— Я узнаю и тут ваш обычный пессимизм, — сказал Николай II, — но уверен, что вы ошибаетесь. Пётр Аркадьевич поправится, только не скоро, и вам долго придётся вести работу за него.
Второго сентября, во второй половине дня, никаких улучшений у больного не произошло, — так написал видный советский историк. Но это было не так. По мнению трёх врачей, дежуривших возле раненого Столыпина, в течение 2 сентября состояние его считалось удовлетворительным — внутреннее кровотечение остановилось, пульс и температура были нормальны, и медики полагали, что первые последствия ранений счастливо ликвидированы.
“Профессор Г.Е. Рейн считал, что после благополучного ликвидирования первичных последствий ранения явилась надежда на возможность выздоровления раненого, о чём и было доложено государю. Первые сведения о том появились в печати. Но, как известно, раны в полость живота самые тяжкие и опасные. В этом случае предстояло заживление раны печени и брюшины, чреватое всякими осложнениями. В тех случаях, когда рана заражена частицами одежды, занесёнными пулею в глубину пулевого канала, всегда предстоял воспалительный процесс, более или менее тяжкий и опасный для жизни, в зависимости от силы и характера инфекции”.
Узнав о ранении мужа, Ольга Борисовна первым делом дала профессору Цейдлеру телеграмму в столицу с просьбой срочно выехать в Киев.
Не все обратили внимание на чёткий поступок жены Столыпина, посчитавшей, что первым делом в Киев надо направить опытного хирурга, своего человека, которому можно довериться.
Третьего сентября, утром, в Киев из Петербурга прибыл известный хирург профессор Цейдлер. Осмотрев Столыпина и выслушав коллег, он не высказал никакого мнения, но оптимизма не выразил, и это склоняло к мысли, что смотрел он на ход болезни мрачно. Цейдлер сказал только:
— Пулю всё же надо доставать.
С профессором Цейдлером медики не спорили. Все знали, что его боготворит семья Столыпина. Он пользовал детей премьера после взрыва на Аптекарском острове, ему доверяли, с его мнением считались.
Цейдлер сам удалил пулю, и Рейн показал её Столыпину. Обычно раненые, увидев подобный осколок, радуются — удаление пули внушает им оптимизм. Но Пётр Аркадьевич радости не выказал.
3 сентября ему стало хуже.
Возле него, как и в предыдущие сутки, находились профессор Волкович и четыре врача, нёсшие дежурство по очереди круглые сутки.
— Мне кажется, что появились признаки воспаления брюшины, — встревоженно заметил Рейн.
— Да, вполне возможно септическое заражение организма, — ответил Цейдлер. — Это очень плохо.

□ □ □ □ □

Рабочее задание 1:
Ответьте по тексту о ранении Столыпина на три вопроса:
(a) Кому Ольга Борисовна первым делом отправила телеграмму, узнав о ранении мужа?
(b) Когда и откуда в Киев прибыл профессор Цейдлер?
(c) Какие слова произнёс Цейдлер после осмотра Столыпина?
Рабочее задание 2: Выведите без изменений отрывок из текста о ранении Столыпина от слов «С профессором Цейдлером» до слов «очереди круглые сутки.».
Рабочее задание 3: Подхватите повествование текста о ранении Столыпина и напишите его продолжение, начиная после последней фразы.

□ □ □ □ □

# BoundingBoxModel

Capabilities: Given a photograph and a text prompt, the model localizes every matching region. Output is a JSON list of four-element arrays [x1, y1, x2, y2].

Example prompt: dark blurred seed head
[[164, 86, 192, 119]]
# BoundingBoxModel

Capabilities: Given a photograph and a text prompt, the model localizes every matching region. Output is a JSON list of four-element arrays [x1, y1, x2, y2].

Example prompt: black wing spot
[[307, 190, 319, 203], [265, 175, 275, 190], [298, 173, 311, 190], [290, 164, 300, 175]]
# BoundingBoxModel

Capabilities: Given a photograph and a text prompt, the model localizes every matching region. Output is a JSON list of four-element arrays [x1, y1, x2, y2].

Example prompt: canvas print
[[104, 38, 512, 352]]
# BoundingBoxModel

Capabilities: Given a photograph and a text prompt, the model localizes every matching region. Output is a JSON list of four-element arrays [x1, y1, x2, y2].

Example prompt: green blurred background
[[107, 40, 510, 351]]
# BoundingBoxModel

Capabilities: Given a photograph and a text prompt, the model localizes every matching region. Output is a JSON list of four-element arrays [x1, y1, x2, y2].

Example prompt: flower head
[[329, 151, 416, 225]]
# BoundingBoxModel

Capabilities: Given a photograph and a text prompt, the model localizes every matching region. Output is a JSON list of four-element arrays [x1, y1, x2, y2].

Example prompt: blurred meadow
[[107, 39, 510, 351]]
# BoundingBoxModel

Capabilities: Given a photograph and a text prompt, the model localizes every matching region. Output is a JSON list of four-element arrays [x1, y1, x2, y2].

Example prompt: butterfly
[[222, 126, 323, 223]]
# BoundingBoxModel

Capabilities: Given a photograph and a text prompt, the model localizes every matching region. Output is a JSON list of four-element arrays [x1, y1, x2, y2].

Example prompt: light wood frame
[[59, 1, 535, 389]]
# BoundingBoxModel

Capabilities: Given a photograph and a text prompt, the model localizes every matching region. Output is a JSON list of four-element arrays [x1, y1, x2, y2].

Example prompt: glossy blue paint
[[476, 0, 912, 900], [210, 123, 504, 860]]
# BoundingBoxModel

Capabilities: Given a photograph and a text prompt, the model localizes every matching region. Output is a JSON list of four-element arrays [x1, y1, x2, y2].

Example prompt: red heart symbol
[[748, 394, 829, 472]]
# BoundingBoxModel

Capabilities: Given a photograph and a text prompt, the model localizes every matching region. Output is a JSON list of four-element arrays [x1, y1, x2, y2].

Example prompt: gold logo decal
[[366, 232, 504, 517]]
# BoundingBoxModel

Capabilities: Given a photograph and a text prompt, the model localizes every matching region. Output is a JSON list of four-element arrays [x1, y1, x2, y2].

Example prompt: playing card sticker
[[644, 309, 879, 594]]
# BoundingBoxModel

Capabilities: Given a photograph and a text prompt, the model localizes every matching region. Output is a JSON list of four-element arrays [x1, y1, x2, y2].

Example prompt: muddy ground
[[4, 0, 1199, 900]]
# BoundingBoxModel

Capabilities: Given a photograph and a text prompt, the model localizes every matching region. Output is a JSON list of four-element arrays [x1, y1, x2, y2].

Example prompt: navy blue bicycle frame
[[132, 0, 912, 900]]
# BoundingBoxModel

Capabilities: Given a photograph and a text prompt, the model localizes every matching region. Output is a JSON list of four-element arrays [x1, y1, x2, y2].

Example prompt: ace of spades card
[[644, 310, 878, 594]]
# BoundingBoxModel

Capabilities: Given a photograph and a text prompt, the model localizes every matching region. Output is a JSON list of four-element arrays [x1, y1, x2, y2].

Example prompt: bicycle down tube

□ □ □ □ □

Результат выполнения 1:
(a) Профессору Цейдлеру в столицу, с просьбой срочно выехать в Киев.
(b) Третьего сентября утром, из Петербурга.
(c) «Пулю всё же надо доставать».

Результат выполнения 2:
С профессором Цейдлером медики не спорили. Все знали, что его боготворит семья Столыпина. Он пользовал детей премьера после взрыва на Аптекарском острове, ему доверяли, с его мнением считались.
Цейдлер сам удалил пулю, и Рейн показал её Столыпину. Обычно раненые, увидев подобный осколок, радуются — удаление пули внушает им оптимизм. Но Пётр Аркадьевич радости не выказал.
3 сентября ему стало хуже.
Возле него, как и в предыдущие сутки, находились профессор Волкович и четыре врача, нёсшие дежурство по очереди круглые сутки.

Результат выполнения 3:
В первые же дни после покушения в Киев приехали родственники Столыпина, братья Ольги Борисовны Алексей Борисович и Дмитрий Борисович Нейдгардты, сенаторы. Нейдгардты обратились к Коковцову с просьбой, не теряя времени, поручить следствие ответственному лицу, желательно сенатору, но ни в коем случае не министерству внутренних дел и не прокуратуре. Их поддержал министр юстиции Щегловитов, примчавшийся в Киев.
Остановились на кандидатуре Трусевича, решив, что тот когда-то был директором Департамента полиции и секретную службу знает лучше всех сенаторов.
“Бюллетень о состоянии здоровья председателя Совета министров от 3 сентября, 10 час. утра.
В состоянии здоровья статс-секретаря Столыпина наступило некоторое улучшение, температура 37,0, пульс 88, дыхание 24, сон удовлетворительный; боли и тошнота меньше. При настоящем течении болезни в оперативном вмешательстве надобности не встречается.
Проф.: Рейн, Цейдлер, Волкович, Малков, Яновский, прив.-доц. Дитерихс, доктор Афанасьев”.
Утром четвёртого сентября приехала жена Столыпина. На вокзале её встречал Коковцов, он и привёз её в клинику.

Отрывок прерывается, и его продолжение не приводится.